::: THE DATA :::
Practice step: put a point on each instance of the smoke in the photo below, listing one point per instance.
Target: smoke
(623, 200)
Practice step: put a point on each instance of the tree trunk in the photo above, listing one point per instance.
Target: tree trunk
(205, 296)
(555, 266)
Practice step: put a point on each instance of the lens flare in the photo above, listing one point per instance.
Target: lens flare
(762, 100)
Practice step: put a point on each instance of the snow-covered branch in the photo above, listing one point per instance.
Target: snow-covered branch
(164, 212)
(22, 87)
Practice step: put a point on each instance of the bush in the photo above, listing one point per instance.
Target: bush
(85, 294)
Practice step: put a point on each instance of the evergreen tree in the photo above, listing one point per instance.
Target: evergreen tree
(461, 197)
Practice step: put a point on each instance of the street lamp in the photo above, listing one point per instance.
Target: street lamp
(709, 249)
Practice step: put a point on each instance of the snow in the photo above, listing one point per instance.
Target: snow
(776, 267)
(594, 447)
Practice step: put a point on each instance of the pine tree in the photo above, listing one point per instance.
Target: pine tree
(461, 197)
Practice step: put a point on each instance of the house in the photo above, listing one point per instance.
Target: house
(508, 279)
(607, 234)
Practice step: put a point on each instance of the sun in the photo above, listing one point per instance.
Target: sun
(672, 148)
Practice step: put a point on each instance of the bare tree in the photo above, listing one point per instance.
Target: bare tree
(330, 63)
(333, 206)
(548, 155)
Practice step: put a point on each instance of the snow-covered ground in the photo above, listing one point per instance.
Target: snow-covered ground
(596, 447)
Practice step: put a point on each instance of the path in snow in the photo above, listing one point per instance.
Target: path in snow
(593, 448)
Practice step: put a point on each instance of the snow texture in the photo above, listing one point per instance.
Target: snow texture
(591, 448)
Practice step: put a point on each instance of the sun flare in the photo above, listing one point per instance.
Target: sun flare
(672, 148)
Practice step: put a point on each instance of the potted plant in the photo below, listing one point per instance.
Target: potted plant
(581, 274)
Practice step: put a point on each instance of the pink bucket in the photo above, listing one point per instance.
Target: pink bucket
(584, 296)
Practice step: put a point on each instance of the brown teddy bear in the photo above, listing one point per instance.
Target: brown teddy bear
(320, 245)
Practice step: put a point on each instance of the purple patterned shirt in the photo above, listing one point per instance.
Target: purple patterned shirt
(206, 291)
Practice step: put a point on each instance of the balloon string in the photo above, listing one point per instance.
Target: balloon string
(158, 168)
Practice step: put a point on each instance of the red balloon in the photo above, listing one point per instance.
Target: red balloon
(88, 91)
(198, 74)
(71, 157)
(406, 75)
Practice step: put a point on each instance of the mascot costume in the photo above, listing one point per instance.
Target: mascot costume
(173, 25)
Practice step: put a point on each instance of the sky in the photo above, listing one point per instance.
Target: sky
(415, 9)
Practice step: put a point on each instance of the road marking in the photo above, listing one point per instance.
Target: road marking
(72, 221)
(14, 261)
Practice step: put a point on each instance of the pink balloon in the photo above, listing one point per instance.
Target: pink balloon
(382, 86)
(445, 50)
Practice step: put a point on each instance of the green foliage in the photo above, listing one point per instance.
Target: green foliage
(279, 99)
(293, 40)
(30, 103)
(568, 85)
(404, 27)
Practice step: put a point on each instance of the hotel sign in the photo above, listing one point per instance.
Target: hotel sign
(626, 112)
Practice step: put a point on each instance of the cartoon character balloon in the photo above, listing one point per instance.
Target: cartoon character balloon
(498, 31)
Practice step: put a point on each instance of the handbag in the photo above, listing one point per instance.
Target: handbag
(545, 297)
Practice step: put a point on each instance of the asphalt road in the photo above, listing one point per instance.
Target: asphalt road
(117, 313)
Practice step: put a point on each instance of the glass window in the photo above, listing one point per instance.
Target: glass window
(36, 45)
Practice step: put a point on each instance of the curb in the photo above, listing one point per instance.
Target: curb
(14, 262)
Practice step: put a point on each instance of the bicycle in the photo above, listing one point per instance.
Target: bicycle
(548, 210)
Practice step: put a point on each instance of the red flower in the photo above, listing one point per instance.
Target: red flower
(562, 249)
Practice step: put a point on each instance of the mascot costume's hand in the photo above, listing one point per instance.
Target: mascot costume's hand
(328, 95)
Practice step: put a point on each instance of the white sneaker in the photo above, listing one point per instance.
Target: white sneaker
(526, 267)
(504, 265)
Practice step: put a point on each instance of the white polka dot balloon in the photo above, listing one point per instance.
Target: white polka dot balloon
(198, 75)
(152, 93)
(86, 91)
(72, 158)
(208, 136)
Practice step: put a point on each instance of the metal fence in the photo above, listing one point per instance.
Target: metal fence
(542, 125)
:::
Print all records shown above, word for word.

Practice step: put a point on each instance of the smoke in the photo below, listing one point per instance.
Target: smoke
(623, 200)
Practice step: put a point on each instance of the tree trunk in the photo above, listing one point per instance.
Target: tree trunk
(205, 296)
(555, 266)
Practice step: put a point on each instance of the lens flare in the photo above, listing one point per instance.
Target: lens flare
(762, 100)
Practice step: put a point on each instance of the snow-covered branch in the photo above, listing one point per instance.
Target: snow-covered branch
(164, 212)
(22, 87)
Practice step: put a point on each instance of the bush in the photo above, listing one point per instance.
Target: bush
(85, 294)
Practice step: put a point on each instance of the evergreen tree in the photo above, listing one point per instance.
Target: evergreen tree
(461, 197)
Practice step: put a point on each instance of the street lamp in the photo above, listing one point per instance.
Target: street lamp
(709, 249)
Practice step: put a point on each instance of the snow in the photo above, listing one point per instance.
Target: snow
(776, 267)
(594, 447)
Practice step: put a point on each instance of the pine tree in the photo above, listing one point per instance.
Target: pine tree
(461, 197)
Practice step: put a point on each instance of the house in the photo above, listing one point per instance.
Target: house
(508, 279)
(607, 234)
Practice step: put a point on each instance of the sun in the photo above, listing one point per instance.
Target: sun
(672, 148)
Practice step: put a point on each instance of the bare tree in the photo above, listing one point per instance.
Target: bare tree
(330, 63)
(333, 206)
(548, 155)
Practice step: put a point on each instance of the snow-covered ground in the photo above, listing one point per instance.
Target: snow-covered ground
(596, 447)
Practice step: put a point on each instance of the path in snow in the photo above, listing one point per instance.
Target: path in snow
(593, 448)
Practice step: put a point on each instance of the snow texture in the photo above, listing one point per instance.
Target: snow texture
(591, 448)
Practice step: put a point on each instance of the sun flare in the photo above, listing one point per instance.
Target: sun flare
(672, 148)
Practice step: put a point on each instance of the potted plant in the photo below, listing one point per instance.
Target: potted plant
(581, 274)
Practice step: put a point on each instance of the pink bucket in the photo above, listing one point per instance.
Target: pink bucket
(584, 296)
Practice step: put a point on each instance of the brown teddy bear in the photo above, listing one point per instance.
Target: brown teddy bear
(320, 245)
Practice step: put a point on each instance of the purple patterned shirt in the photo above, listing one point per instance.
Target: purple patterned shirt
(206, 291)
Practice step: put a point on each instance of the balloon string in the photo above, listing one point per instance.
Target: balloon string
(158, 168)
Practice step: put a point on each instance of the red balloon in the photo above, listing one point per instance.
Target: red balloon
(88, 91)
(198, 74)
(71, 157)
(406, 75)
Practice step: put a point on each instance of the mascot costume in the photo above, listing one point per instance.
Target: mascot costume
(173, 25)
Practice step: put a point on each instance of the sky in the photo above, listing one point per instance.
Target: sky
(415, 9)
Practice step: put a point on each instance of the road marking in the photo above, listing one point per instance.
Target: road marking
(72, 221)
(14, 261)
Practice step: put a point on each instance of the pink balloon in the photo above, listing one point per instance.
Target: pink balloon
(382, 86)
(445, 50)
Practice step: put a point on each instance of the green foliage in the photo above, listing one point per instance.
Target: green foliage
(279, 99)
(293, 40)
(30, 103)
(568, 85)
(404, 27)
Practice step: put a point on each instance of the hotel sign in the photo above, listing one point per instance.
Target: hotel sign
(626, 112)
Practice step: put a point on each instance of the cartoon character balloon in the photo above, listing one point per instance.
Target: cartoon character balloon
(498, 31)
Practice step: put a point on each instance of the handbag in the photo above, listing one point per instance.
Target: handbag
(545, 297)
Practice step: put a point on each instance of the asphalt road in the photo above, listing one point per instance.
Target: asphalt road
(117, 313)
Practice step: put a point on each instance of the glass window in the photo above, listing one point per instance.
Target: glass window
(36, 45)
Practice step: put a point on each instance of the curb in the photo above, listing one point per instance.
Target: curb
(14, 262)
Practice step: put a point on each instance of the bicycle in the photo above, listing one point per instance.
Target: bicycle
(548, 210)
Practice step: put a point on each instance of the red flower in the photo above, listing one point per instance.
Target: red flower
(562, 249)
Practice step: put a point on each instance of the mascot costume's hand in the photo above, listing one point per instance.
Target: mascot costume's hand
(328, 95)
Practice step: put a point on each instance of the white sneaker in the photo above, listing one point per instance.
Target: white sneaker
(526, 267)
(504, 265)
Practice step: put a point on each instance of the white polka dot balloon in the photo above, listing one point per instance.
Target: white polka dot balloon
(198, 75)
(152, 93)
(86, 91)
(72, 158)
(208, 136)
Practice step: put a point on each instance of the metal fence in the photo above, listing one point per instance.
Target: metal fence
(542, 125)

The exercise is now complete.